| Work required |
In the data that follows, count each line holding the string "exact"; answer with the number only.

Stored items
-*-
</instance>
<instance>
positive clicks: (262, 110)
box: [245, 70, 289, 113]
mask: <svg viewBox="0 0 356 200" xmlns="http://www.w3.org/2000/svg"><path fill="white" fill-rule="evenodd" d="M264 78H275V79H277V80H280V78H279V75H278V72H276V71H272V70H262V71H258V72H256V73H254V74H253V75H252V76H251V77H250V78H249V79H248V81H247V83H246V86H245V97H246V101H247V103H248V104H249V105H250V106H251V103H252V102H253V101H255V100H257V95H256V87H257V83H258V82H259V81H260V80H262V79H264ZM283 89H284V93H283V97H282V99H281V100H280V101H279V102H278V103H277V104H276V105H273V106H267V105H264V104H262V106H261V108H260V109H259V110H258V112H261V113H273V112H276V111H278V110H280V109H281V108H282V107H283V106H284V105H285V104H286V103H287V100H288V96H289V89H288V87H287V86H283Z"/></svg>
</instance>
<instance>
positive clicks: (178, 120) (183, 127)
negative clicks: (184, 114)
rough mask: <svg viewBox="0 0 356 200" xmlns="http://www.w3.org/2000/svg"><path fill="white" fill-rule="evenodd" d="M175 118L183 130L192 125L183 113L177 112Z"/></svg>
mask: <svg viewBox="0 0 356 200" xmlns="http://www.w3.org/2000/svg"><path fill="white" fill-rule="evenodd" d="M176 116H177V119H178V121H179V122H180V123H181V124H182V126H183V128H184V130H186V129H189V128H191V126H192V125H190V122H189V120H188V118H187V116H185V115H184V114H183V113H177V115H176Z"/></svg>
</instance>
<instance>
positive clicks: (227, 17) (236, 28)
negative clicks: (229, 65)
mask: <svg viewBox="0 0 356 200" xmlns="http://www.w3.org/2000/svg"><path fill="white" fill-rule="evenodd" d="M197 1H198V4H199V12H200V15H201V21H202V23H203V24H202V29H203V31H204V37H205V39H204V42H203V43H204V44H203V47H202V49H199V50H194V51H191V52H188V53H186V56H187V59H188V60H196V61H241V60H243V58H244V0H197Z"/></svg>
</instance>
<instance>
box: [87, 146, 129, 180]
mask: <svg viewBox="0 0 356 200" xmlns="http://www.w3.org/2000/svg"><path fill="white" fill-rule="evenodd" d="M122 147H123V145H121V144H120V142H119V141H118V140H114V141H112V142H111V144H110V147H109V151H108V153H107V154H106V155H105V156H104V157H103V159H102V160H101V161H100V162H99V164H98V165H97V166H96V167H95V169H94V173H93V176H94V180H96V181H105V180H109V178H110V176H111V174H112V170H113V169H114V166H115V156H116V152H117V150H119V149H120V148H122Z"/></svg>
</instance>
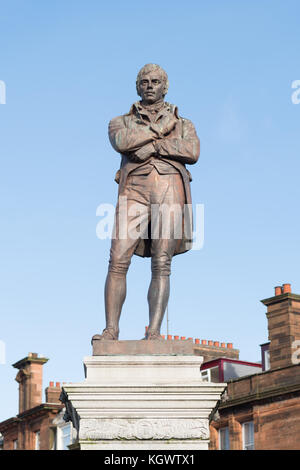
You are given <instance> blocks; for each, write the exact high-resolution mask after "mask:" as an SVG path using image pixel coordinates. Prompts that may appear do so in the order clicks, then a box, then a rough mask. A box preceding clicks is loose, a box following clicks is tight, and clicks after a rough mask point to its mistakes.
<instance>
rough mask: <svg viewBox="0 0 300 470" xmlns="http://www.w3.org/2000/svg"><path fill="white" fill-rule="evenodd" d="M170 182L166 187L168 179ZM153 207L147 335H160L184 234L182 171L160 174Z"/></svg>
mask: <svg viewBox="0 0 300 470" xmlns="http://www.w3.org/2000/svg"><path fill="white" fill-rule="evenodd" d="M166 182H167V183H168V186H167V190H165V187H166V186H165V183H166ZM157 186H158V187H157V188H156V192H155V194H154V198H153V199H154V201H155V203H158V204H157V205H154V206H153V207H152V210H151V234H152V233H153V234H155V236H152V239H151V257H152V259H151V270H152V279H151V283H150V287H149V291H148V303H149V327H148V330H147V333H146V339H160V338H161V336H160V328H161V324H162V321H163V318H164V315H165V311H166V308H167V305H168V300H169V295H170V274H171V262H172V258H173V255H174V253H175V251H176V246H178V244H179V243H180V239H181V237H182V216H183V204H184V189H183V184H182V180H181V176H180V175H178V174H174V175H173V174H171V175H159V177H158V183H157Z"/></svg>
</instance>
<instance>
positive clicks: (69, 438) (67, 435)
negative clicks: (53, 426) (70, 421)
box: [55, 424, 74, 450]
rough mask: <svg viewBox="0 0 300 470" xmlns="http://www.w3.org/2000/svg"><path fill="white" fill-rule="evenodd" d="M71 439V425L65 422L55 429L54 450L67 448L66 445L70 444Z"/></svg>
mask: <svg viewBox="0 0 300 470" xmlns="http://www.w3.org/2000/svg"><path fill="white" fill-rule="evenodd" d="M73 441H74V439H73V427H72V425H71V424H65V425H64V426H59V427H57V430H56V444H55V449H56V450H69V448H68V446H69V445H70V444H72V443H73Z"/></svg>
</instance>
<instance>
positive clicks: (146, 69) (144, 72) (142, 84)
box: [136, 64, 169, 104]
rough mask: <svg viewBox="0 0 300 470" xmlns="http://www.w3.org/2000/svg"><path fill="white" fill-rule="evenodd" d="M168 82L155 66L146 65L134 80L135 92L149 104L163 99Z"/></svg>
mask: <svg viewBox="0 0 300 470" xmlns="http://www.w3.org/2000/svg"><path fill="white" fill-rule="evenodd" d="M168 87H169V81H168V75H167V74H166V72H165V71H164V70H163V69H162V68H161V67H160V66H159V65H156V64H146V65H144V67H143V68H142V69H141V70H140V71H139V73H138V76H137V78H136V91H137V94H138V95H139V96H140V97H141V98H142V101H144V102H145V103H148V104H151V103H155V102H156V101H159V100H160V99H162V98H164V97H165V95H166V94H167V92H168Z"/></svg>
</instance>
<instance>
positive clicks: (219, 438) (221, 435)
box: [219, 427, 230, 450]
mask: <svg viewBox="0 0 300 470" xmlns="http://www.w3.org/2000/svg"><path fill="white" fill-rule="evenodd" d="M219 449H220V450H229V449H230V445H229V428H228V427H226V428H221V429H220V430H219Z"/></svg>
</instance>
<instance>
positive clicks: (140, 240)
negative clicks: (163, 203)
mask: <svg viewBox="0 0 300 470" xmlns="http://www.w3.org/2000/svg"><path fill="white" fill-rule="evenodd" d="M169 113H171V114H173V115H174V116H175V117H176V118H177V121H176V125H175V128H174V129H173V130H172V131H171V132H170V133H169V134H168V135H167V136H166V137H164V138H163V139H159V140H156V141H155V149H156V151H157V153H158V157H159V158H160V159H162V160H164V161H166V162H168V163H169V164H171V165H173V166H174V167H175V168H177V170H178V171H179V172H180V174H181V177H182V180H183V184H184V189H185V212H184V217H183V219H184V229H183V236H182V240H181V243H180V244H179V245H178V248H177V249H176V251H175V253H174V255H177V254H180V253H184V252H186V251H188V250H189V249H191V247H192V233H193V222H192V210H191V204H192V199H191V190H190V181H192V178H191V174H190V172H189V171H188V170H187V169H186V167H185V165H186V164H188V165H193V164H194V163H196V162H197V160H198V158H199V155H200V141H199V138H198V136H197V133H196V130H195V127H194V126H193V124H192V122H191V121H189V120H188V119H184V118H182V117H180V116H179V115H178V109H177V107H176V106H174V105H172V104H169V103H166V102H165V103H164V106H163V108H162V109H161V110H160V111H159V112H158V113H157V115H156V118H155V123H156V124H158V125H159V123H160V122H163V119H164V118H166V117H167V115H168V114H169ZM108 132H109V139H110V142H111V145H112V146H113V148H114V149H115V150H116V151H117V152H118V153H120V154H121V156H122V159H121V166H120V169H119V170H118V172H117V174H116V178H115V181H116V182H117V183H119V195H122V193H123V191H124V189H125V186H126V181H127V177H128V175H129V174H130V173H131V172H132V171H133V170H135V169H136V168H138V167H140V166H141V165H144V164H145V163H146V161H147V160H144V161H137V159H136V155H139V156H140V155H141V154H142V155H144V157H143V158H145V157H146V158H147V154H149V156H150V155H151V154H152V155H153V150H154V147H153V141H154V137H153V131H152V128H151V120H150V118H149V114H148V113H147V111H145V109H144V108H143V107H142V106H141V105H140V102H137V103H134V104H133V105H132V107H131V109H130V111H129V113H128V114H125V115H123V116H118V117H116V118H114V119H112V120H111V121H110V123H109V131H108ZM150 241H151V240H144V239H141V240H140V242H139V244H138V246H137V248H136V250H135V254H136V255H138V256H143V257H149V256H150Z"/></svg>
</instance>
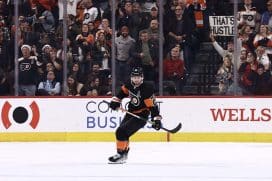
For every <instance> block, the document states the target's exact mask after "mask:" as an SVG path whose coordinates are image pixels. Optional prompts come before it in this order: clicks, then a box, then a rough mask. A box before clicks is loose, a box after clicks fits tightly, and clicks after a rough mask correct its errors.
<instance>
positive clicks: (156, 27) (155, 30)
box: [146, 19, 164, 43]
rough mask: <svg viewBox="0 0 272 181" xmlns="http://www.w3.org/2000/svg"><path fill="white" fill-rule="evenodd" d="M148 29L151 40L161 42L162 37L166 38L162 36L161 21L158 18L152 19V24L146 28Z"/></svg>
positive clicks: (148, 33)
mask: <svg viewBox="0 0 272 181" xmlns="http://www.w3.org/2000/svg"><path fill="white" fill-rule="evenodd" d="M146 31H147V33H148V36H149V38H150V41H152V42H156V43H159V39H160V38H162V39H163V40H164V37H160V32H159V22H158V20H157V19H153V20H151V21H150V25H149V27H148V29H146Z"/></svg>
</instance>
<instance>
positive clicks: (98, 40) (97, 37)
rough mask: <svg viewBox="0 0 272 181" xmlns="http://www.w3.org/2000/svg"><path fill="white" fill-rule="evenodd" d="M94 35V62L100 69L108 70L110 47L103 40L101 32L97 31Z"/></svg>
mask: <svg viewBox="0 0 272 181" xmlns="http://www.w3.org/2000/svg"><path fill="white" fill-rule="evenodd" d="M96 35H97V37H96V38H97V40H96V42H95V43H94V47H93V54H94V61H95V62H98V63H99V64H100V65H101V69H103V70H108V69H109V67H110V56H111V47H110V45H109V44H108V42H107V40H106V38H105V33H104V31H103V30H100V31H98V32H97V33H96Z"/></svg>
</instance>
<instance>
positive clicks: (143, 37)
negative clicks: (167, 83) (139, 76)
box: [131, 30, 159, 81]
mask: <svg viewBox="0 0 272 181" xmlns="http://www.w3.org/2000/svg"><path fill="white" fill-rule="evenodd" d="M139 34H140V40H139V41H138V42H137V43H136V44H135V48H134V47H133V48H132V49H133V51H132V53H131V55H132V56H133V58H134V60H133V63H132V64H133V66H132V67H142V68H143V72H144V77H145V80H151V81H155V69H156V68H155V66H158V59H159V57H158V55H157V52H158V51H159V47H158V43H157V44H156V43H154V42H152V41H149V36H148V32H147V31H145V30H142V31H140V33H139Z"/></svg>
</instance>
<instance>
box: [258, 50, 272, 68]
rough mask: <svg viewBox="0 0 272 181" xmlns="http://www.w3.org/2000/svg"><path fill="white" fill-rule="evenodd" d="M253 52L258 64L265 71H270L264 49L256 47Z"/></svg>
mask: <svg viewBox="0 0 272 181" xmlns="http://www.w3.org/2000/svg"><path fill="white" fill-rule="evenodd" d="M255 52H256V55H257V61H258V63H259V64H262V65H263V66H264V70H265V71H270V66H271V63H270V60H269V57H268V55H267V54H266V53H265V47H263V46H258V47H257V49H256V51H255Z"/></svg>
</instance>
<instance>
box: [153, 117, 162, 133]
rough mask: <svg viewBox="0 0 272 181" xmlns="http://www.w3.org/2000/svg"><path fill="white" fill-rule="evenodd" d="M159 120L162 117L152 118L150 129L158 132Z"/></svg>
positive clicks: (158, 127) (160, 128)
mask: <svg viewBox="0 0 272 181" xmlns="http://www.w3.org/2000/svg"><path fill="white" fill-rule="evenodd" d="M161 120H162V117H161V116H155V117H154V118H152V120H151V121H152V122H153V123H152V128H154V129H155V130H157V131H158V130H160V129H161Z"/></svg>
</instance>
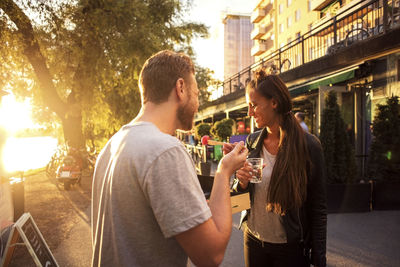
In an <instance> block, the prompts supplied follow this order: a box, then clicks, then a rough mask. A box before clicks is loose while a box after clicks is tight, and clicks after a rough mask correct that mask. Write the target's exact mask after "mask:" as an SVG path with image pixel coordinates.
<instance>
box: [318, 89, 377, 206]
mask: <svg viewBox="0 0 400 267" xmlns="http://www.w3.org/2000/svg"><path fill="white" fill-rule="evenodd" d="M320 140H321V144H322V149H323V152H324V158H325V164H326V172H327V202H328V212H355V211H369V210H370V199H371V188H370V184H368V183H363V184H361V183H355V179H356V172H357V168H356V164H355V157H354V150H353V147H352V146H351V144H350V141H349V137H348V135H347V133H346V127H345V123H344V121H343V118H342V115H341V112H340V109H339V105H338V104H337V97H336V92H335V91H330V92H328V95H327V98H326V99H325V109H324V110H323V113H322V121H321V134H320Z"/></svg>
-*-
| Response |
3